Start of TEXT PASSAGE
The generic census form does not drill down for information on “Black or African-American” residents (it does with certain Hispanics and Asian populations). There are census tools that dig into a nation of origin, but again are sampled and not individual specific.

So, in answering my friend’s query, I came up with what was a (granted, inexact) performance model, yet one I think provides some insight — and in this case, caution for Democrats — or at least cause for more research.

The model: Florida House District 108, the home of “Little Haiti.”

The question — how did Clinton/Donald Trump play both in this district and specifically in the Little Haiti precincts, versus Obama/Romney? For the sake of adding more data, I also looked at Rick Scott in 2010 and 2014.

Understanding the limitations laid out above, here is what the data says.

Obama won the district in 2012 by 90-10, and Clinton won it 87-11 (Interestingly, this shift matches the 2-point margin shift from Obama to Clinton). Also, voter turnout in the seat at large was about the same, at least among Black voters (70 percent in 2012, 70.5 percent in 2016).

On the surface, these are not insignificant changes, but in no way, are the kind of massive shifts we saw in places like Pasco County, north of Tampa, where the change among Republican support was almost 10 points.

But looking deeper, there is more than the story.

First, there were actually 6,000 fewer registered voters in the district in 16 than 12, which a combination of two things: purges of “inactive voters” and at a certain level, some voters not being interested enough to care to keep registration up to date.

As a result, Clinton got 6,000 fewer votes than Obama in the district — while Trump got about the same as Mitt Romney. In other words, Clinton carried the district by 6,000 fewer votes than Obama’s 2012 margin.

The total shift in the vote margin statewide was roughly 180K votes — so just over 3 percent of the full shift from Obama to Trump happened just in this one state House seat — a seat that by comparison only made up 0.6 percent of the entire statewide vote in the presidential election.

Secondly, it gets even more interesting in just the Little Haiti precincts.

So, inside House District 108, during the Obama re-election, voters in the Little Haiti precincts made up just over 17 percent of registered voters, and in the election, just over 16 percent of the actual 2012 voters.

Looking at it another way, turnout among all Black voters in the district was roughly 70 percent in 2012, but within the Little Haiti precincts, was about 63 percent.

My guy won Little Haiti by 92 percent (96-4). Clinton won it by 85 percent (91-6 percent). Honestly, this data point actually surprised me. My hunch going in was Trump might have done better in these precincts than he did districtwide (10 percent).

But here is where the huge red flag shows up. Little Haiti residents in 2016 actually made up a bigger share of registered voters than 2016 — almost 19 percent but saw their share of the district’s actual vote drop to 16 percent. Why? Black turnout was right at 71 percent in the district in 2016, but inside Little Haiti, it fell to 58 percent.
End of TEXT PASSAGE
Start of RECORD EXTRACTS
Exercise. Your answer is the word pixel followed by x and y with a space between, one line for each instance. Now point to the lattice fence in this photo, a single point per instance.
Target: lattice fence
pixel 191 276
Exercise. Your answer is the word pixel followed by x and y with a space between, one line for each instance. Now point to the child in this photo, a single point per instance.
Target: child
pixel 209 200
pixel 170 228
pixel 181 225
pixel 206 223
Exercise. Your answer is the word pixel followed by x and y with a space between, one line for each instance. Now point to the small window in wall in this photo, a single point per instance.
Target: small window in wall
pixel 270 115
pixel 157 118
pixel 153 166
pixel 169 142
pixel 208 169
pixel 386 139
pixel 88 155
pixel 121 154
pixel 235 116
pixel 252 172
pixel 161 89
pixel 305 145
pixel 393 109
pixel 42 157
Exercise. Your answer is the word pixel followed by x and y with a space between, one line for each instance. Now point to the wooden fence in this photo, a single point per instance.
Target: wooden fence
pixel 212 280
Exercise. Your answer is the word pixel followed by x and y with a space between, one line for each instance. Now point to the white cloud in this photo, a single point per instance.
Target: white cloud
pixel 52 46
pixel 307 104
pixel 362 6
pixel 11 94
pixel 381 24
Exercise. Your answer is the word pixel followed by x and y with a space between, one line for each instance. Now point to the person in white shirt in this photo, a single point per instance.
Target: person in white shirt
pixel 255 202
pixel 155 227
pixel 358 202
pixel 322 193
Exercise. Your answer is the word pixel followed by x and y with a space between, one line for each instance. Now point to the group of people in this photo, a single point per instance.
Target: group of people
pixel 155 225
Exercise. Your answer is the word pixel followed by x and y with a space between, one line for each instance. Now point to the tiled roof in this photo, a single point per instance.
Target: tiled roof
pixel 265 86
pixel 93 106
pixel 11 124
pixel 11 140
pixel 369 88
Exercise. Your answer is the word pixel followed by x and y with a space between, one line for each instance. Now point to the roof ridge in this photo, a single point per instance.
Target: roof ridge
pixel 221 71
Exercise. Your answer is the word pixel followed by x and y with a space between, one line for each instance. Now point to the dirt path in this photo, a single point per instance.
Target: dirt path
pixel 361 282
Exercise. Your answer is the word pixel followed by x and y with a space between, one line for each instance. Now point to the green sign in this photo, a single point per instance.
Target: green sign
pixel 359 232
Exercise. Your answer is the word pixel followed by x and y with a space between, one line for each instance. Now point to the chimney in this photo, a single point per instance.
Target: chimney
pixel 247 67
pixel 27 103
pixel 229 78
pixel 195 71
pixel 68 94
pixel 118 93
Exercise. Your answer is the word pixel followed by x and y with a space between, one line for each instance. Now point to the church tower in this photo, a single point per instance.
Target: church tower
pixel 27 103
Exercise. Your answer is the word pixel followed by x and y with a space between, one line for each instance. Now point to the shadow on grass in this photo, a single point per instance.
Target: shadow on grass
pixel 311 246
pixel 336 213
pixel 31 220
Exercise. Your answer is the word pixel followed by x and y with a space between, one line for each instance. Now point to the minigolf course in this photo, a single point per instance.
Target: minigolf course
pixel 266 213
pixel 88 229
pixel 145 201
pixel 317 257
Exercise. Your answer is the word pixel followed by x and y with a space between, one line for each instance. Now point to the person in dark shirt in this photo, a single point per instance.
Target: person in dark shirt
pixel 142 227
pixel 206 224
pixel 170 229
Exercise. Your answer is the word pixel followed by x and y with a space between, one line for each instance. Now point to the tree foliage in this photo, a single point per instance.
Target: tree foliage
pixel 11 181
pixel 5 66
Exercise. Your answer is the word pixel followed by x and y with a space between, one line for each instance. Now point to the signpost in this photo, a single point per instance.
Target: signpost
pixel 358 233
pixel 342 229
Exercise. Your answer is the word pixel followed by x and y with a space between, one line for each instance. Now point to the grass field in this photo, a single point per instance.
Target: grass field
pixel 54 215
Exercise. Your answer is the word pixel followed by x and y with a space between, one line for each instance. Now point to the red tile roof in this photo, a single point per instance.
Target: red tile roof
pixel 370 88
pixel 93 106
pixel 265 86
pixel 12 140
End of RECORD EXTRACTS
Start of RECORD EXTRACTS
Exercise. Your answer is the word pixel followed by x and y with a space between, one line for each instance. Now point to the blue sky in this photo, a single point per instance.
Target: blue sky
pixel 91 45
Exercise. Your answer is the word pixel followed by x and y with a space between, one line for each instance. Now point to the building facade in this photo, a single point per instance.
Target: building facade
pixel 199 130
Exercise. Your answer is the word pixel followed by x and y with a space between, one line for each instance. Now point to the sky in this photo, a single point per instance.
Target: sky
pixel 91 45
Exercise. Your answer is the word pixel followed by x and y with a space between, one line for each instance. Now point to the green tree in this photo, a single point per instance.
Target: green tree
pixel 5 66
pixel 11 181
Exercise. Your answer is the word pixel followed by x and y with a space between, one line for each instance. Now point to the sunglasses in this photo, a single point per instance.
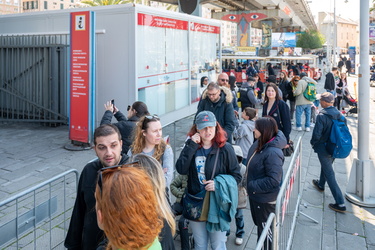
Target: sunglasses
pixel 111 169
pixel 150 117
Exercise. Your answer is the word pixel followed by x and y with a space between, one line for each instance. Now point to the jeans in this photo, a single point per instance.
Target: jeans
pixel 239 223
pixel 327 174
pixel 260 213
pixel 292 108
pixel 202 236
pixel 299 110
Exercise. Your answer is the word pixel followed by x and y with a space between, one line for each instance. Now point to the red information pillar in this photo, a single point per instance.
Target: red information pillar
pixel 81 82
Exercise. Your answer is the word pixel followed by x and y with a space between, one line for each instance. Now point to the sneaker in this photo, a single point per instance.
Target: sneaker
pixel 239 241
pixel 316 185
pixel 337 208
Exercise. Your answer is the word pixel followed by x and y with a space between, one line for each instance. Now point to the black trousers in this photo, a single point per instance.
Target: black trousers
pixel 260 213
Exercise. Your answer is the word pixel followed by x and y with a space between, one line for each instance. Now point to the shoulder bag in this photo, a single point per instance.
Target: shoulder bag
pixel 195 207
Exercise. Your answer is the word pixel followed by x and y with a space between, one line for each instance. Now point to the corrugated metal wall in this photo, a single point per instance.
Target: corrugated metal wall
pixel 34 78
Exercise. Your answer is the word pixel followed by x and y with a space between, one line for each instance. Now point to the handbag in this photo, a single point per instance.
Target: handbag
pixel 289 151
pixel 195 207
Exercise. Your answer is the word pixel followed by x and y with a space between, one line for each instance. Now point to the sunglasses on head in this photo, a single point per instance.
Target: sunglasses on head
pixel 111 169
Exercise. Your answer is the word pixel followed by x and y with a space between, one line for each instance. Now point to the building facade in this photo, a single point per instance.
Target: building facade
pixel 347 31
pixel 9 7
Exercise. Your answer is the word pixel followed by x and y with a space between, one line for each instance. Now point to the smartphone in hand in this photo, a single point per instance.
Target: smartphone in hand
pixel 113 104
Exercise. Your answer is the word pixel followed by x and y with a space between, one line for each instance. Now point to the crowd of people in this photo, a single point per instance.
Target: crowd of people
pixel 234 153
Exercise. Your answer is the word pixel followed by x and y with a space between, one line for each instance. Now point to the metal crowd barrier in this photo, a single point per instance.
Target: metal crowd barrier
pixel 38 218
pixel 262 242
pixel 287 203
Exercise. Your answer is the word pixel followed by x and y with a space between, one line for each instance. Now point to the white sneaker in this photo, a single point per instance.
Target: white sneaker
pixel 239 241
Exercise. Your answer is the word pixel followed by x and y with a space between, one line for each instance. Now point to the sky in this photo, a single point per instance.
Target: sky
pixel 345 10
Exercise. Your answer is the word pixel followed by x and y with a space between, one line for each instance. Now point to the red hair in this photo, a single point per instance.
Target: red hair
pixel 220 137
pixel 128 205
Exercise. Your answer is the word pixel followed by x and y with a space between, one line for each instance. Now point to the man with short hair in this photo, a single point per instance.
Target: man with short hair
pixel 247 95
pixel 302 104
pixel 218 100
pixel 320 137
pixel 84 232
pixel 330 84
End of RECORD EXTRACTS
Start of RECORD EXTRACTS
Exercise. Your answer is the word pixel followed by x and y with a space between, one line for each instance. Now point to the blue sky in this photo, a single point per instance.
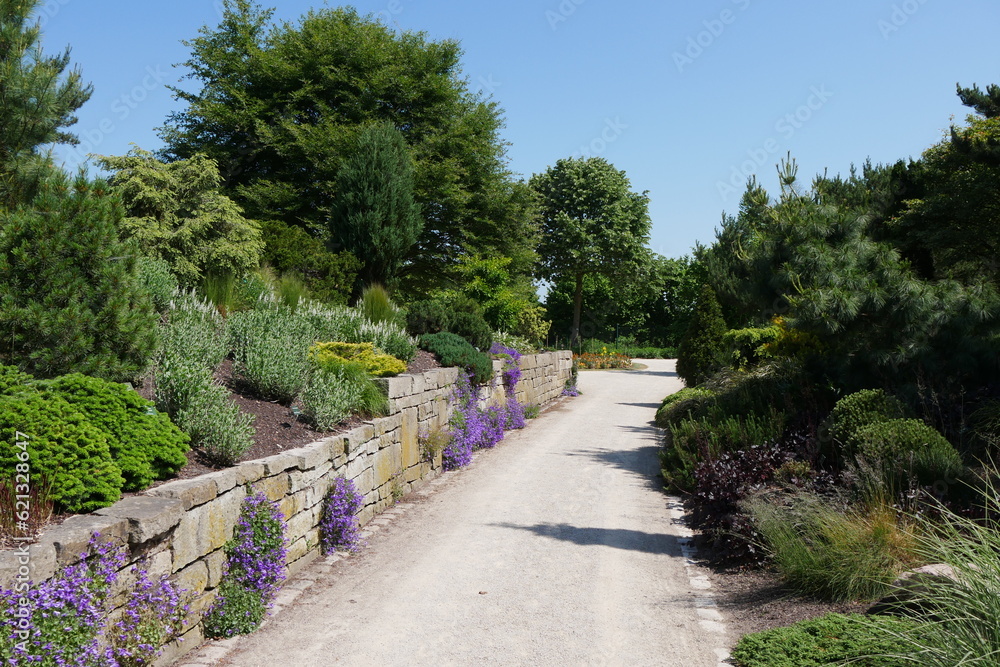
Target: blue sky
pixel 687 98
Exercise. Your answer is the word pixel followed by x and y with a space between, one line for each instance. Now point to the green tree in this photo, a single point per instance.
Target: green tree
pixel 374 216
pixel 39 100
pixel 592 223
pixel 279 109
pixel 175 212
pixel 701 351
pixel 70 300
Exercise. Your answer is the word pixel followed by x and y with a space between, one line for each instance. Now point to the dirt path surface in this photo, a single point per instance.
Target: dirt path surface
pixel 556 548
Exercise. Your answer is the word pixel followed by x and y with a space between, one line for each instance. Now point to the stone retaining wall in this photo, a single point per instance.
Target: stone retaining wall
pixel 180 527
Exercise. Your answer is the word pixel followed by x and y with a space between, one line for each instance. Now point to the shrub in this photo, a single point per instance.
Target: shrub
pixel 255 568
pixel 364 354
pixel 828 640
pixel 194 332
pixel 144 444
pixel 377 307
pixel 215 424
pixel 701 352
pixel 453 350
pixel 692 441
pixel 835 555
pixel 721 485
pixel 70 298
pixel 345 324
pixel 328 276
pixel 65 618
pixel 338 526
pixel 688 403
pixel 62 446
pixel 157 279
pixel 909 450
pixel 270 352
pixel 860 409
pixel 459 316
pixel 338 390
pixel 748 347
End of RECORD EXTRACTS
# LIST OF TASKS
1 - State whether each statement agrees with the passage on Little Haiti election results, answering yes or no and quoting the deciding words. (a) Obama carried the district in 2012 by 90-10. (b) Trump received far fewer votes in the district than Mitt Romney had. (c) Turnout inside Little Haiti fell to 58 percent in 2016.
2 - Go on with the passage on Little Haiti election results, beginning after its final sentence.
The listing is independent material and has no connection to the passage on Little Haiti election results.

# TASK-BY-TASK RESULTS
1 -
(a) Yes: "Obama won the district in 2012 by 90-10"
(b) No: "while Trump got about the same as Mitt Romney"
(c) Yes: "inside Little Haiti, it fell to 58 percent."

2 -
As a result, Clinton carried these 10 precincts by 1,300 votes less than Obama did, or roughly 0.7 percent of the total shift from Obama to Trump — 10 precincts that by the way, make up less than one-tenth of 1 percent of the 2016 statewide vote. Why? Simply, Little Haiti voter participation was 13 percent lower than Black turnout districtwide.

While Trump got better margins than Romney did four years earlier, but it had almost nothing to do with more support for him, and almost everything to do with lower participation from people who in 2012 voted for Barack Obama.

It is interesting when comparing Democratic performance in Little Haiti between 2010 and 2014, Charlie Crist did better than Alex Sink, both regarding turnout and performance.

But I suspect, just as we saw overall Black turnout prove to be robust in 14, a lot of that was a factor of voters showing up to protect President Obama. Interestingly enough, Rick Scott put a lot more emphasis on Caribbean voters in 2014 than 2010 so it would be useful to look outside of this one neighborhood to see if the 2014 results hold up elsewhere.

Moreover, Crist’s 2014 strength in Little Haiti doesn’t mean, as 2016 shows, that one can expect 2018 to be the same without work.

Granted, there are lots of reasons to be cautious about reading much of anything into a 10-precinct sample of one state House seat in a state like Florida. However, I do think there is enough to take a longer look at this, overlaying census data with precinct maps throughout South Florida, and comparing the presidential election in precincts with a significant Caribbean population.

My hunch is we would see a lot of the same.

 

‘Morally repugnant,’ ‘cruel,’ ‘obscene,’ ‘inhumane,’ ‘heartless:” Democrats react to Donald Trump budget

Florida’s Democratic congressional caucus reacted Tuesday to President Donald Trump‘s proposed 2018 budget with a shower of outrage over cuts to Amtrak, environmental programs, food stamps, student loans, disability funding, infrastructure grants, food stamps, and Medicare, while one Republican responded: “Don’t worry, we’ve got this.”

“The president’s cruel and inhumane budget should be dead on arrival,” demanded Democratic U.S. Rep. Val Demings of Orlando.

If Republican U.S. Rep. Carlos Curbelo of Kendall has anything to do with it – and he’ll have more say than Demings or any of the other Democrats, it mostly could be.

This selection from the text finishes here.